GOAL A ▸
List every person named in the coca eradication extract.
GOAL B ▸
Proceed with the coca eradication extract from the point where it stops.

PAGE EXTRACT ▸
******
The United States has taken a wait-and-see approach with Morales, pledging to take his promises to fight illegal cultivation at face value. Since his inauguration in January, eradication has slowed considerably while drug control officials wait for him to more clearly define his policies.
Humala would likely get the same treatment, officials said.
"I would expect the response would be what it's been in Bolivia: If you have a democratically elected leader who has a policy he feels can combat narco-trafficking and says he wants to talk, we'll listen and try to work with him," a U.S. Embassy official in Lima said on condition of anonymity. "But I can't imagine that the U.S. government would pour resources into a program that it determined couldn't work."
Opponents of U.S. policy have long urged American officials to scrap forced eradications and put more money into domestic drug prevention programs. Joy Olson, director of the Washington Office on Latin America, said the theory behind eradication -- that reduced availability of the crop will drive up street prices and discourage cocaine use -- has been proved false by cocaine's continued widespread availability in American cities at low prices.
If cocaine prices are viewed in a 20-year context -- not the three-year curve the U.S. government routinely uses to point to price increases -- they are at near-record lows, about one-fifth of what they were in the early 1980s. Olson added that harmful side effects of eradication -- such as environmental and social damage caused by migrating cultivation zones -- have been evident throughout the Colombian countryside, where 60 percent of the coca fields detected in 2004 were newly planted, according to the U.N. Office on Drugs and Crime.
******
DATA SHOWN ▸
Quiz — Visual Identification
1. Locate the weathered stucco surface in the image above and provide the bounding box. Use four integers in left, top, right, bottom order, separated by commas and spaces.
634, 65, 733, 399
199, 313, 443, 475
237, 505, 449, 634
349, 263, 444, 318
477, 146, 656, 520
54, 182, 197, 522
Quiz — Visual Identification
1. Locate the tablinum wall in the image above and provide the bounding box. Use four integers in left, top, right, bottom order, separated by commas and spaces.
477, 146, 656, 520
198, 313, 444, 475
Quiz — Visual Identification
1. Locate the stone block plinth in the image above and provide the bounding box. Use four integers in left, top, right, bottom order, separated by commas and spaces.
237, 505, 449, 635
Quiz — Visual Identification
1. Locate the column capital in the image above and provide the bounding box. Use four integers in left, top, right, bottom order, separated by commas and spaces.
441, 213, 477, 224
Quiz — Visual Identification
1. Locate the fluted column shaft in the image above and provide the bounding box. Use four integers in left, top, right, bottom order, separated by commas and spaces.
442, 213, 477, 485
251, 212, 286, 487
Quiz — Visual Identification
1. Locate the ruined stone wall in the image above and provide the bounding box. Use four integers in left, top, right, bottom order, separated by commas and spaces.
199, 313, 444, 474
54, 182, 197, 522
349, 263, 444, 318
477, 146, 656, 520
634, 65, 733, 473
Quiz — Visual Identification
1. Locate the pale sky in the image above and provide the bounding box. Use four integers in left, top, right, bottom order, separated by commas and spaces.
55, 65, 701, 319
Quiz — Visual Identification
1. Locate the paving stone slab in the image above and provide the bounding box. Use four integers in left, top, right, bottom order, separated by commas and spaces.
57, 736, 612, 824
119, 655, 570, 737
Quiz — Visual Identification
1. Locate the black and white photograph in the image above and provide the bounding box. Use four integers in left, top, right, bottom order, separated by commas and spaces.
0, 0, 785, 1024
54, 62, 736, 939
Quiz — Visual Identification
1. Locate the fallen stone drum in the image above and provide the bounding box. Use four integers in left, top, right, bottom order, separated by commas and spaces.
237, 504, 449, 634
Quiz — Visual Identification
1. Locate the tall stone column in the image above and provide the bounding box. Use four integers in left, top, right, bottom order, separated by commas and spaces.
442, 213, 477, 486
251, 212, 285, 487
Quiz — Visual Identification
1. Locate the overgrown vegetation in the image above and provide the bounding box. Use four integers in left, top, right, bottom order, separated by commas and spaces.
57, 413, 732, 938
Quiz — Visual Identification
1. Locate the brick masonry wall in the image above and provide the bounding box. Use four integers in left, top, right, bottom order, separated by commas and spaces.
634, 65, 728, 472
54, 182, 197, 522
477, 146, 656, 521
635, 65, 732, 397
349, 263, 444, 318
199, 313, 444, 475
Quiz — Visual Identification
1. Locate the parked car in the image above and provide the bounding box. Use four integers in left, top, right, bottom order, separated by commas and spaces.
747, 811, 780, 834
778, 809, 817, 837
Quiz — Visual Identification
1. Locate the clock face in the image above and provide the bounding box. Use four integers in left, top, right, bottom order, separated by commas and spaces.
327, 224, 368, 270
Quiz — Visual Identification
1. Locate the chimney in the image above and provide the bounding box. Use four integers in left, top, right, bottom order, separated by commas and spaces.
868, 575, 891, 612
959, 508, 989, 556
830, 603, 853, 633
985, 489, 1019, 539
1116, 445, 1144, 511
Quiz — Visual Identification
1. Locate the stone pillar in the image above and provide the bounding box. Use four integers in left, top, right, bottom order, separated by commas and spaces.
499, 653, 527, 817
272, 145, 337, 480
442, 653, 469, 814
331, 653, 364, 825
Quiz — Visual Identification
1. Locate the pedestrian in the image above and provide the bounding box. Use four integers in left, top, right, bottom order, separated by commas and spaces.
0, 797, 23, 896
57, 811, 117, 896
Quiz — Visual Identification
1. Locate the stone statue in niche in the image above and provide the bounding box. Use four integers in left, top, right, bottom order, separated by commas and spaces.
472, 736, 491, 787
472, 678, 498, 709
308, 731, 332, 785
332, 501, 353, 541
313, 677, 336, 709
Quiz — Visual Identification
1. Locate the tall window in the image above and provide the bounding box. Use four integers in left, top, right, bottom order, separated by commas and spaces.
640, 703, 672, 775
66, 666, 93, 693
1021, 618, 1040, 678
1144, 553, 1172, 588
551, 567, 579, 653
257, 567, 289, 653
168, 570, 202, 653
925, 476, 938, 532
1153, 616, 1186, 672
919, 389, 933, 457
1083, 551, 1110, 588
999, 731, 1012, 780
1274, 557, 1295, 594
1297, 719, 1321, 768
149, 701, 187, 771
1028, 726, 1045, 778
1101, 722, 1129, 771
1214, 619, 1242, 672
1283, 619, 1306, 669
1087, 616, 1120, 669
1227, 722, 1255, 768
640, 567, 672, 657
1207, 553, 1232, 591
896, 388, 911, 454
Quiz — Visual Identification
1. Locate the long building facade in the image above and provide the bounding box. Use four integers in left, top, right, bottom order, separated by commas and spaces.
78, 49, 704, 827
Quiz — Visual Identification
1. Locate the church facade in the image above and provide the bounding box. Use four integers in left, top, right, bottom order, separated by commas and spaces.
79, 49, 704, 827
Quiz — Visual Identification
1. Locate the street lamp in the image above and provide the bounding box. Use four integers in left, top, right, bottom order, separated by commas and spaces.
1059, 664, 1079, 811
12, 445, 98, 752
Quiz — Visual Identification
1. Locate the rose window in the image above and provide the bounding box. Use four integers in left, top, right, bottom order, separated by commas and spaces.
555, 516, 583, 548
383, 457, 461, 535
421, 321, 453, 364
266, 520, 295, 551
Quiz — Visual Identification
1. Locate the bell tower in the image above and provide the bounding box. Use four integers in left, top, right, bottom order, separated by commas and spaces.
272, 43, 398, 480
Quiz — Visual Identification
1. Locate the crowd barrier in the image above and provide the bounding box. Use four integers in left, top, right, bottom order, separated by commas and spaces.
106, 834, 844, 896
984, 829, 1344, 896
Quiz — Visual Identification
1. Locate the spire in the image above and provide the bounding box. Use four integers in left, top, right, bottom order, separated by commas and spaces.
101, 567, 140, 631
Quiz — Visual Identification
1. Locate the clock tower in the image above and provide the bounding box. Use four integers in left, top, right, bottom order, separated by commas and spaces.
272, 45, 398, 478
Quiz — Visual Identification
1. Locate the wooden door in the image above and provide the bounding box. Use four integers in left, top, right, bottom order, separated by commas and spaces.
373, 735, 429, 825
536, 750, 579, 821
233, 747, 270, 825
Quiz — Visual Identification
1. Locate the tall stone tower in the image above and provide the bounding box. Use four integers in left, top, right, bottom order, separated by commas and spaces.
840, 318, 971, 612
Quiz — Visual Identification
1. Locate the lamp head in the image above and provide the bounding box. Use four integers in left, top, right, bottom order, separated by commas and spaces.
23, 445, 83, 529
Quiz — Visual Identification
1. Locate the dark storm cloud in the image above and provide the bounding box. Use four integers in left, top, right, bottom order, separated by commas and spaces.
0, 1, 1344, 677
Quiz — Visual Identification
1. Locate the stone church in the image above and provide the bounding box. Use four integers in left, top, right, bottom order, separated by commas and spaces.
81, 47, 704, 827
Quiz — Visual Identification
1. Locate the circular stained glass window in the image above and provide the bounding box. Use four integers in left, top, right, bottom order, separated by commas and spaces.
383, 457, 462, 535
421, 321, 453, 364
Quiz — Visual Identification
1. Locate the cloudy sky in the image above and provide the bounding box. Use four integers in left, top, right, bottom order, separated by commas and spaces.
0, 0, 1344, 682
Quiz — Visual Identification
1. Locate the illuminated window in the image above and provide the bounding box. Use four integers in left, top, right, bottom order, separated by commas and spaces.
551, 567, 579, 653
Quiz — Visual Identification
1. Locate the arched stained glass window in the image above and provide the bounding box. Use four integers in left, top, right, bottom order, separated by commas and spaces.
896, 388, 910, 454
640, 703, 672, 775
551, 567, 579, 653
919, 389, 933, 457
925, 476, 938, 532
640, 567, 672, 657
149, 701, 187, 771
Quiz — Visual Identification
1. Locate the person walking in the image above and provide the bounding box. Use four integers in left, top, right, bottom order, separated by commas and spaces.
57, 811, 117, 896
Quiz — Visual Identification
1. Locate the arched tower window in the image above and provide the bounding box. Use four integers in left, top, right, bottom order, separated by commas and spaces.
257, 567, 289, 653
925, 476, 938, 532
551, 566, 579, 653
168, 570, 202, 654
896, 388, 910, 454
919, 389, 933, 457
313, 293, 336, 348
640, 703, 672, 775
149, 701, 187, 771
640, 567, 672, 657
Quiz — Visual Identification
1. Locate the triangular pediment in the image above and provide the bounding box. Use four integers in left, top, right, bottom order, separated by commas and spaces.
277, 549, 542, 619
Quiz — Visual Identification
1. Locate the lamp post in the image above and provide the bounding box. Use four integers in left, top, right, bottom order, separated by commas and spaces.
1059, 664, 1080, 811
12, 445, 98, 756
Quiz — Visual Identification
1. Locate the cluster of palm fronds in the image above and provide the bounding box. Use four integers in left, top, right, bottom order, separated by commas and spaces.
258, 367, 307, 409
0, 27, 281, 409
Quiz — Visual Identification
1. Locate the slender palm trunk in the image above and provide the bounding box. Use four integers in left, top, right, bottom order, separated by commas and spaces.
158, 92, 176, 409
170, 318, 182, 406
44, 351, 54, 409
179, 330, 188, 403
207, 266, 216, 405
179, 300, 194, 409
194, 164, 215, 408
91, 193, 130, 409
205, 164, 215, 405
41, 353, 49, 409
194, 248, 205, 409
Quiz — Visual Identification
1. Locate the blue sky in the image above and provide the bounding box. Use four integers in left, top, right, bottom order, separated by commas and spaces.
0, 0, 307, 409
******
RIGHT ANSWER A ▸
Morales, Humala, Joy Olson

RIGHT ANSWER B ▸
"Every time we have a tactical victory," said Olson, "someone new loses."
But the prospect of scaling back eradication in Peru and the rest of the region has some fearing a return to the 1980s, when Peru and Bolivia were the world's top producers of coca leaves. In the 1990s, Peru's farmers widely abandoned coca when prices for the crop fell and most production moved north to Colombia. Currently, Colombia produces about 90 percent of the cocaine and more than half of the heroin that ends up in the United States.
Ruben Vargas, a national security analyst and former counterterrorism and narco-trafficking official with Peru's Interior Ministry, said he believes the eradication efforts can help Peru, but only if its government throws its full support behind them and maintains the international funding that pays for 95 percent of its counternarcotics operation.
"If Humala wins the election, the international cooperation will probably be cut, and we'll move backward," Vargas said. "And that would leave Colombia more isolated. It's a big problem."